What the task requires: Every record must be repeated exactly, with no omission.

┄┄┄┄┄┄┄┄┄┄

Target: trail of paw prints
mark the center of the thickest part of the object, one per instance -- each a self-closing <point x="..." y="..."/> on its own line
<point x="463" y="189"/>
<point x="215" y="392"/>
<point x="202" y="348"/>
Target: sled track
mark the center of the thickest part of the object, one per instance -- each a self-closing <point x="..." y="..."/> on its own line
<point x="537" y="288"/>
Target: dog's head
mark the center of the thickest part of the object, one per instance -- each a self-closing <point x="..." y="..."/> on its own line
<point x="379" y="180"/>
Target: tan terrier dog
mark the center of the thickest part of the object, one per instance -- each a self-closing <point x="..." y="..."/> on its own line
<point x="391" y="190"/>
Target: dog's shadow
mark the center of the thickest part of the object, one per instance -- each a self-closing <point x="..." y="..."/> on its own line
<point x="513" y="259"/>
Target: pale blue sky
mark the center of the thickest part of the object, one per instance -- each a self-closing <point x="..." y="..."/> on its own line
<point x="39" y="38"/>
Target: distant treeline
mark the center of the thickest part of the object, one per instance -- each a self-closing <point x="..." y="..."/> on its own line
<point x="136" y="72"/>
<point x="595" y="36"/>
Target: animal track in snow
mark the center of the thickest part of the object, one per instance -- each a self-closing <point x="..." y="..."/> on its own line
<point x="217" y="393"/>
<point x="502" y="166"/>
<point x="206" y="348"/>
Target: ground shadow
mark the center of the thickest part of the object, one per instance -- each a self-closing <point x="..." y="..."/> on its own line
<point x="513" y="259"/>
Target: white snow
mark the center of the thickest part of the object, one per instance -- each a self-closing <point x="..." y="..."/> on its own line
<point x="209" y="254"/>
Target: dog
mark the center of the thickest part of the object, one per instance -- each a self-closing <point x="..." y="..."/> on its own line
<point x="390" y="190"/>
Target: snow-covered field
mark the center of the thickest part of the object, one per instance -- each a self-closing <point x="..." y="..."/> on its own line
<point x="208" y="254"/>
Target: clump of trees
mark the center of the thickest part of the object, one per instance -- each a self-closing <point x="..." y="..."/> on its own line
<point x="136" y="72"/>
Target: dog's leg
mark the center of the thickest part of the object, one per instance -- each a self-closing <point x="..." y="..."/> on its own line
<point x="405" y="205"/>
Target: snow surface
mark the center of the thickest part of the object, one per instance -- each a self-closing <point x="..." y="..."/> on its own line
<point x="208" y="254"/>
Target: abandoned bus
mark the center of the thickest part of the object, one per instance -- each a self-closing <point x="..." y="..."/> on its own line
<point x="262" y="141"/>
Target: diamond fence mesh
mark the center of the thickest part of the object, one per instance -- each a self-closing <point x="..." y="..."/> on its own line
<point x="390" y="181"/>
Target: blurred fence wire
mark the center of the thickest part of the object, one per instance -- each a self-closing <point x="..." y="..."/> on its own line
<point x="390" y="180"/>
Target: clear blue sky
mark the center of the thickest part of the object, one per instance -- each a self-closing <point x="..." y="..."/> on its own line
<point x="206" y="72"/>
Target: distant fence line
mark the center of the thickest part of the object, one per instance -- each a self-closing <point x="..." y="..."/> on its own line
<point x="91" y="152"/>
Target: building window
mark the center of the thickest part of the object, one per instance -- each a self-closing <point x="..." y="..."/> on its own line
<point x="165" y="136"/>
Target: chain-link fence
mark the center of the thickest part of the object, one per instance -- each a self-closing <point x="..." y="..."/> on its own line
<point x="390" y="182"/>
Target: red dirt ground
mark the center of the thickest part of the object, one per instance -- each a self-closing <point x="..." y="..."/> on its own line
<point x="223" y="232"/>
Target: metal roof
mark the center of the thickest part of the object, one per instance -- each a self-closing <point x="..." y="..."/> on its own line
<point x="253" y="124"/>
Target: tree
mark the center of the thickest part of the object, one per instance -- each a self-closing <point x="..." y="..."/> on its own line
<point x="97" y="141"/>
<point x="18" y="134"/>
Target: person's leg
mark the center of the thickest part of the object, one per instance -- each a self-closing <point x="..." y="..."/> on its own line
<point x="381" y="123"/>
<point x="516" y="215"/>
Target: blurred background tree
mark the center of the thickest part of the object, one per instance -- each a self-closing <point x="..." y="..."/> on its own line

┄┄┄┄┄┄┄┄┄┄

Answer for this exercise:
Target: trail of paw prints
mark the center of the thickest part of the object, one per instance -- each a self-closing <point x="..." y="..."/> on its own line
<point x="463" y="189"/>
<point x="215" y="392"/>
<point x="202" y="348"/>
Target: sled track
mark the center of the thickest part of the object, one per instance -- each a self-closing <point x="..." y="..."/> on its own line
<point x="537" y="288"/>
Target: dog's head
mark the center of the thickest part of the object, one per instance -- each a self-closing <point x="..." y="..."/> on its own line
<point x="379" y="180"/>
Target: tan terrier dog
mark the center of the thickest part of the object, one per instance -- each a self-closing <point x="..." y="..."/> on its own line
<point x="391" y="190"/>
Target: dog's shadow
mark the center of the thickest part of the object, one per instance -- each a self-closing <point x="..." y="..."/> on its own line
<point x="513" y="259"/>
Target: pale blue sky
mark the center of the thickest part of the object, one per instance -- each a self-closing <point x="..." y="..."/> on its own line
<point x="39" y="38"/>
Target: distant treeline
mark the center of the thickest part of the object, one per instance -- each a self-closing <point x="..." y="..."/> on its own line
<point x="136" y="72"/>
<point x="595" y="36"/>
Target: animal track in snow
mark the center of the thickest part of the object, one per instance -- each a self-closing <point x="..." y="..."/> on its own line
<point x="217" y="393"/>
<point x="502" y="166"/>
<point x="206" y="348"/>
Target: ground shadow
mark the center of the thickest part of the object, one per instance -- each a self-closing <point x="..." y="..."/> on its own line
<point x="513" y="259"/>
Target: white snow
mark the center of the thickest part of the object, one per instance -- each a self-closing <point x="..." y="..."/> on its own line
<point x="209" y="254"/>
Target: dog
mark the center of the thickest part of the object, one per instance -- each a self-closing <point x="..." y="..."/> on its own line
<point x="390" y="190"/>
Target: snow-covered field
mark the center of the thickest part of the object, one per instance -- each a self-closing <point x="..." y="..."/> on its own line
<point x="208" y="254"/>
Target: clump of trees
mark the center of the thickest part of the object, one per instance -- each a self-closing <point x="..." y="..."/> on its own line
<point x="136" y="72"/>
Target: dog's leg
mark the center of the thickest part of the object, one per instance -- each a self-closing <point x="..." y="..."/> on its own line
<point x="405" y="205"/>
Target: snow surface
mark the center of the thickest part of the object, one per instance -- each a self-closing <point x="..." y="..."/> on its own line
<point x="208" y="254"/>
Target: abandoned bus
mark the center of the thickest part of the object, one per instance -- each a self-closing <point x="..." y="..."/> on its own line
<point x="262" y="141"/>
Target: diamond fence mesh
mark the center of the thickest part of the object, one per instance -- each a self-closing <point x="..." y="..."/> on its own line
<point x="390" y="181"/>
Target: blurred fence wire
mark the center of the thickest part of the object, one per instance -- each a self-closing <point x="..." y="..."/> on its own line
<point x="390" y="180"/>
Target: clear blue sky
mark the center of the thickest part of the object, one per instance -- each a self-closing <point x="..." y="..."/> on its own line
<point x="206" y="72"/>
Target: distant fence line
mark the center of the thickest part of the object, one per instance -- each a self-closing <point x="..." y="..."/> on its own line
<point x="91" y="152"/>
Target: building window
mark the center of the thickest part of the object, one per instance -- each a self-closing <point x="..." y="..."/> on its own line
<point x="165" y="136"/>
Target: chain-link fence
mark the center of the thickest part of the object, one per instance -- each a self-closing <point x="..." y="..."/> on its own line
<point x="390" y="182"/>
Target: red dirt ground
mark the center of the thickest part of the object, one per instance -- each a self-closing <point x="..." y="..."/> on its own line
<point x="223" y="232"/>
Target: metal roof
mark the center of the thickest part of the object, one per instance -- each a self-closing <point x="..." y="..."/> on its own line
<point x="253" y="124"/>
Target: tree
mark the center of the thickest part of the object, one per instance -- each a self-closing <point x="..." y="..."/> on its own line
<point x="97" y="141"/>
<point x="18" y="134"/>
Target: person's leg
mark the center of the thickest part of the object, one per instance -- each a self-closing <point x="..." y="..."/> on its own line
<point x="381" y="123"/>
<point x="516" y="215"/>
Target: blurred background tree
mark the center of the thickest part of the object, one per instance -- each a self-closing <point x="..." y="..."/> on its own line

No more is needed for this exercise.